*SET PROBLEM*: Please copy all of the material below line for line, leaving the pictures out of your answer.

*Coordinate annotation entries*:

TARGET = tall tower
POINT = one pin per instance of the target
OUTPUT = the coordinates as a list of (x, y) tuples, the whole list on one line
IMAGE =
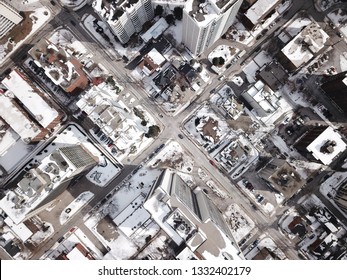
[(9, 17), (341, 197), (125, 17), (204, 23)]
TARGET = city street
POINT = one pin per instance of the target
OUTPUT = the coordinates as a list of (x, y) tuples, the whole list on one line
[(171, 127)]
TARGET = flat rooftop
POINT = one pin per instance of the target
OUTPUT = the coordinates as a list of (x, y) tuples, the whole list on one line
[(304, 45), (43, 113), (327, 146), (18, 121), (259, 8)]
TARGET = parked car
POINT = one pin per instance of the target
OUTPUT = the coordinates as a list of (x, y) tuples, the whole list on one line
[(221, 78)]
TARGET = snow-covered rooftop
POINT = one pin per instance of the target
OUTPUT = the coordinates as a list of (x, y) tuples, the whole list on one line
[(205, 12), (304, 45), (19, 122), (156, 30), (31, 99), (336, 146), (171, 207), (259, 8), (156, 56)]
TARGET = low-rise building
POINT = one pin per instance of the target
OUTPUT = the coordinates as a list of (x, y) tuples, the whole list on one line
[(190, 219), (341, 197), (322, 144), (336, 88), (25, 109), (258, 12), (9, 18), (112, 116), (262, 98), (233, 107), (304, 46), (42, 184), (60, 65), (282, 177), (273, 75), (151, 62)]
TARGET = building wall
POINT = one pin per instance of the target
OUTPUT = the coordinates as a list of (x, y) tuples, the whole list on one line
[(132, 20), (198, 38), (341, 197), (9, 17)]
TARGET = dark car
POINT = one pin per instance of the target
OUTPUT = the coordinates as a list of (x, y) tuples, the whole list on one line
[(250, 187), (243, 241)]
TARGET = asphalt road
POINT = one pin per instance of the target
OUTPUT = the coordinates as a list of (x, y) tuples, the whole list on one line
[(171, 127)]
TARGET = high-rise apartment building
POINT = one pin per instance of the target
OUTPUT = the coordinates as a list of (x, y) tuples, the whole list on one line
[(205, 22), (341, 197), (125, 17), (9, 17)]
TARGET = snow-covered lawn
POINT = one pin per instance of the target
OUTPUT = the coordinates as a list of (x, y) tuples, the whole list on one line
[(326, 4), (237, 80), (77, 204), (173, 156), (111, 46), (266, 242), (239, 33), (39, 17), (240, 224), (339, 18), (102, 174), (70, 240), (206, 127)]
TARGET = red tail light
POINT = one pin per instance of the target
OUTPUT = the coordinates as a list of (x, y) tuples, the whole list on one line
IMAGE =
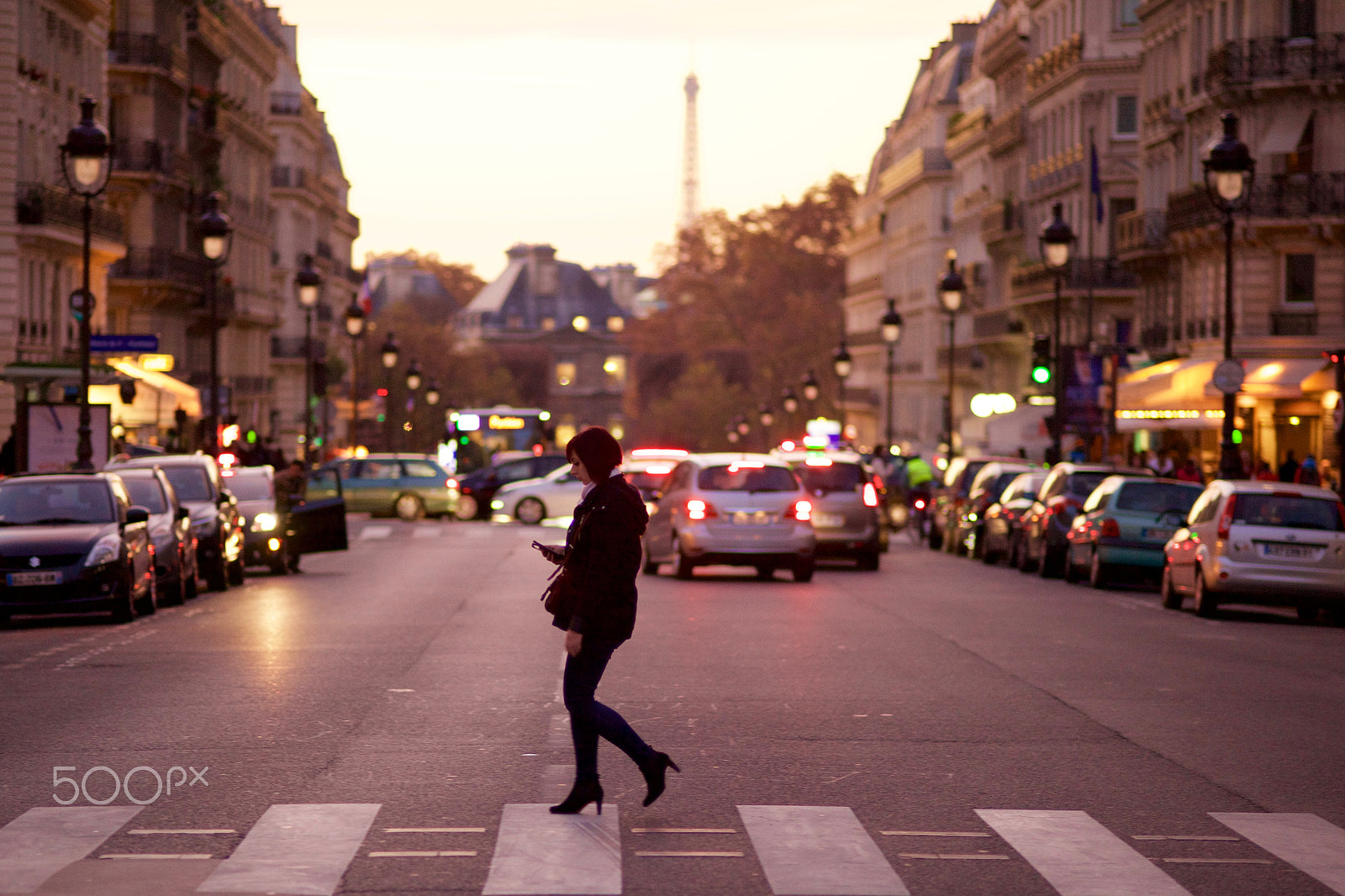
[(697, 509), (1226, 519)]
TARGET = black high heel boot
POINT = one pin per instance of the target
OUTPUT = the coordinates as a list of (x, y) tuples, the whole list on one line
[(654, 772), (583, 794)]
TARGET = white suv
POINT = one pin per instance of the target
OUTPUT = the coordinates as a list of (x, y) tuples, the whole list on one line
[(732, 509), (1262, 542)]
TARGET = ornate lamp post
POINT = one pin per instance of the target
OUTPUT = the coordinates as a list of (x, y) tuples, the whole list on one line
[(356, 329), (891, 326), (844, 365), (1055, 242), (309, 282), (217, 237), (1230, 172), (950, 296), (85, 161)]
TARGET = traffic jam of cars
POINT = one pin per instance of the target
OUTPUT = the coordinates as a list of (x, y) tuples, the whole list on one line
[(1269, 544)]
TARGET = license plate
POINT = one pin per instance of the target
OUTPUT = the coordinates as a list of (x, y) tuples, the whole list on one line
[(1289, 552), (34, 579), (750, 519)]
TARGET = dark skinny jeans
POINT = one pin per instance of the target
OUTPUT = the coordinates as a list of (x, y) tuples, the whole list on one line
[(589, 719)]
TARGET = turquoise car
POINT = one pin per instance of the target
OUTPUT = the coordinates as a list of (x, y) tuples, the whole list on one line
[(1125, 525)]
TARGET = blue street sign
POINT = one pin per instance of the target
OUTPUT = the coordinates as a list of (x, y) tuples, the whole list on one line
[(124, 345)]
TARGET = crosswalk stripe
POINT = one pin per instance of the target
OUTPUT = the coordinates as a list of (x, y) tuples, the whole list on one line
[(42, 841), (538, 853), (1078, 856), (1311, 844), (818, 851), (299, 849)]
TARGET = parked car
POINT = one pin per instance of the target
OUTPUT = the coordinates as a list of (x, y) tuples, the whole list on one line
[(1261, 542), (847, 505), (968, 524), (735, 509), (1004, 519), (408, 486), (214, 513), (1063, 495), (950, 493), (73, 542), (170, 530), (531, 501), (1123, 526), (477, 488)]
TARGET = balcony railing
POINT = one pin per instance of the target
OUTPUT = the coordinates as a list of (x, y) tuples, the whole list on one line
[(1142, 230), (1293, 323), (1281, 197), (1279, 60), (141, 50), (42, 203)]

*RESULT OF THIS EXERCISE*:
TARGET = tall tower
POINT = one pin per instance of the target
OUTPUT = the coordinates as a list of (x, y) tuples, the whole list on one line
IMAGE =
[(9, 17), (341, 197), (125, 17), (204, 23)]
TARGET = city street
POINT = one pin per instance of the target
OUTPUT = the coordinates as a list of (x, y) tuples, the whole list on one line
[(171, 127)]
TARGET = flat rooftop
POINT = one pin per instance of the target
OUTPUT = the coordinates as a list of (x, y) tuples, the whole list on one line
[(304, 45), (43, 113), (327, 146), (18, 121), (259, 8)]
TARGET = parked car
POINT = one pin per instance of the target
OUTPUT = the coordinates as a list of (x, y) tuples, the whole list on one line
[(221, 78)]
TARGET = snow-covered rooftop
POINT = one pin per instance of the target
OUTPUT = the coordinates as a list of (x, y) tuples, the whole list on one line
[(205, 12), (304, 45), (19, 122), (156, 30), (31, 99), (336, 146), (171, 207), (259, 8), (156, 56)]
TARGET = low-rise building
POINT = one pin per instance of the target
OUTPUT = the coordinates as a list of (x, y) tuples, the whole list on one line
[(190, 219), (341, 197), (322, 144), (336, 88), (25, 109), (258, 12), (9, 18), (112, 116), (262, 98), (233, 107), (304, 46), (42, 184), (60, 65), (282, 177), (273, 75), (151, 62)]
TARGET = building wall
POINT = one pin per instance of the target
OUTPUT = the coordinates as a list of (x, y) tuples, the whole list on one line
[(132, 20), (198, 38), (341, 197), (9, 17)]
TARGET = dark car
POINT = one pin per instance of the target
OUTPUT = the coordinates as a list of (x, y) tuples, the whole list on one line
[(250, 187), (243, 241)]
TARGET = asphalt road
POINT = one pin per instance of the target
OUTPUT = the coordinates as a list of (x, y) tuples, the whole list on one line
[(171, 127)]
TARGET = high-rise apartment building
POINT = one pin per instance of the target
OUTPUT = the coordinates as a list of (x, y) tuples, the whole list on one line
[(205, 22), (341, 197), (125, 17), (9, 17)]
TARGET = snow-covered lawn
POINT = one pin per instance of the target
OUTPUT = the coordinates as a list of (x, y) tuples, the whole list on one line
[(326, 4), (237, 80), (77, 204), (173, 156), (111, 46), (266, 242), (239, 33), (39, 17), (240, 224), (339, 18), (102, 174), (70, 240), (206, 127)]
TARGET = red tail light
POINT = one pin per instance of the target
OUTPUT = the coordinates as a list of (x, y) tuples, the whole list on one line
IMAGE =
[(697, 509), (1226, 519)]
TARGET = black high heel boot
POINT = one pin per instance of the target
OUTPUT = the coordinates as a list of (x, y) tuples, the whole list on one line
[(654, 772), (583, 794)]
TARGET = white suv
POINT = one pin per instance of the target
OUTPUT = the coordinates as a list of (x, y) tuples, the whole list on one line
[(732, 509), (1262, 542)]
TARGET = ornate lamp post
POINT = one pin per instance of the target
OUTPUT = the coordinates as a list of (x, y) tuples, the whole list on one line
[(356, 329), (891, 326), (844, 365), (1055, 242), (309, 282), (217, 237), (1230, 172), (950, 296), (85, 161)]
TARGET = traffic jam of cars
POINT = one pin per instance of the target
OUTPUT = the coordinates as a list of (x, y) tuples, the whole list on one line
[(1269, 544)]
TARGET = license plate
POINT = one pin per instance of the target
OUTPUT = the coordinates as a list of (x, y) tuples, the whole list on one line
[(1289, 552), (34, 579), (750, 519)]
TARGET = dark skinny jeans
POINT = one pin per instance of the target
OUTPUT = the coordinates as a list of (x, y) tuples, the whole list on one line
[(589, 719)]
TARGET = turquoise car
POINT = one pin per instance of the target
OUTPUT = the coordinates as a list of (x, y) tuples, the whole list on one line
[(1125, 525)]
TARGET = blue street sign
POINT = one pin per instance of the target
OUTPUT = the coordinates as a list of (x, y) tuples, the whole list on one line
[(124, 345)]
TARGET = crosswalk stripe
POINT = one pin per instance of the target
OUTPUT = the coordinates as a list of (x, y) tuples, the whole list on one line
[(42, 841), (538, 853), (1078, 856), (1311, 844), (818, 851), (299, 849)]
TARGET = parked car
POINT = one pin per instance of the target
OUTPUT = the coordinates as a list of (x, y) tuples, the whole list on one line
[(1261, 542), (847, 505), (968, 524), (735, 509), (1004, 519), (408, 486), (214, 513), (1063, 495), (950, 493), (73, 542), (170, 530), (531, 501), (1123, 526), (477, 488)]
TARGET = balcony railing
POINT = one pin per instance of the target
OUTPUT = the coordinates as a list of (x, y) tuples, the whole list on one line
[(1142, 230), (1293, 323), (1281, 197), (1279, 60), (141, 50), (42, 203)]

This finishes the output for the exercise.